── TEXT

We can simulate a concurrent system with a sequential program.
TLA+ describes a step as a step change.
An execution is represented as a sequence of states.
A step is the change from one state to the next.
TLA+ describes a state as an assignment of values to variables.
A behavior is an infinite sequence of states
An execution is represented as a behavior
We want to specify all possible behaviors of a system
A state machine is described by:
1. All possible initial states.
2. What next states can follow any given state.
A state machine halts if there is no possible next state.
In TLA+ a state machine is described by: 0. What the variables are.
1. Possible initial values of variables.
2. A relation between their values in the current state and their possible values in the next state.

Lesson 2

We need precise language to describe state machines
TLA+ uses ordinary, simple math
Must replace AND (&&) by a mathimatical operator ∧ (logical AND)
Must replace OR (||) by a mathimatical operator ∨ (logical OR)
"i in {0,1,...,1000} is written as i ∈ 0..1000 in math
In TLA+ we don't write instructions for computing something, we're writing a formula relating the values.
The TLA+ source is in ASCII
In ASCII, ∧ is typed as /\, ∨ is typed as \/ and ∈ is typed as \in
The = sign in TLA+ means math equality, as in 2 + 2 = 4 unlike in most programming languages where it means assignment
Math is much more expressive than standard programming language
∧ and ∨ are commutative, so interchaning groups in sub-formulas yields an equivalent formula.
The math symbol ≜ means equal by definition. In TLA+ it is written as ==

Lesson 3

Deadlock - Execution stopped when it wasn't supposed to.
Termination - Execution stopped when it was suppose to. Most systems should not stop. The default is for TLC to regard stoppint as deadlock.

Lesson 4

The best way to get started on a spec is to write a single correct behavior.
TLA+ has no type declarations.
Type correctness means all the variables have sensible values.
We can define a formula that asserts type correctness. This helps readers understand the formula.
TLC can check that type correctness is valid by checking the formula is always true.
Names must be defined before they are used.

────
── INFORMATION SUPPLIED

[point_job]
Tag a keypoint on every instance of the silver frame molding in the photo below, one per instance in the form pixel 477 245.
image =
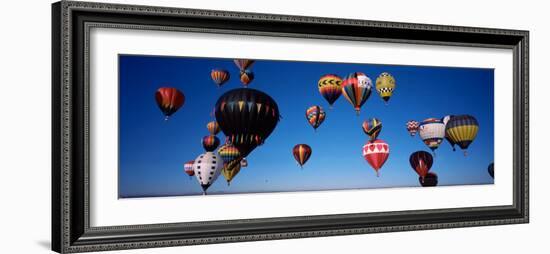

────

EXERCISE TASK 1 |
Update the stretch of the TLA+ lesson notes from "A behavior is" through "possible initial states." by changing "initial states" to "starting states", and give that stretch in full.
EXERCISE TASK 2 |
Take the TLA+ lesson notes further, continuing them after their last line.
The data above is separate from the TLA+ lesson notes.

EXERCISE RESULT 1 |
A behavior is an infinite sequence of states
An execution is represented as a behavior
We want to specify all possible behaviors of a system
A state machine is described by:
1. All possible starting states.

EXERCISE RESULT 2 |
A formula that is true in every reachable state is called an invariant
The not equal operator is ≠ and is written in ASCII as /= or #
≤ is =< in TLA+ ASCII
To keep things simple, use a primed variable v' only in one of these two kinds of formulas:
- v' = ... and v' ∈ ... where ... contains no primed variables
comment out blocks with (* and *)
∃ means There is exists and is writen as \E in ASCII.

Lesson 5

Use CONSTANT to declare a value that is the same throughout every behavior.
In TLA+, every value is a set.
Negation operator in C ! is ¬ in TLA+ and is written as ~ in ASCII

TLA+ has two kinds of comments

* an end of line comment"

(******************)
(* boxed comments *)
(* like this      *)
(******************)

We can add pretty printed seperator lines with ---- in between statements

Lesson 6

Records
- the definition
  - r ≜ [prof |-> "Fred", num |-> 42]
    - defines r to be a record with two fields prof and num.
    - The values of it's two fields are
      - r.prof = "Fred" and r.num = 42
  - Chaning the order of the fields makes no difference
- TLA+ format is
  - [prof : {"Fred", "Ted", "Ned"}, num : 0..99]
    - is the set of all records
      - [prof |-> ..., num |-> ...]
    - with prof field in set {"Fred", "Ted", "Ned"} and
      - num field in set 0..99
  - So [prof |-> "Ned", num |-> 24] is in this set.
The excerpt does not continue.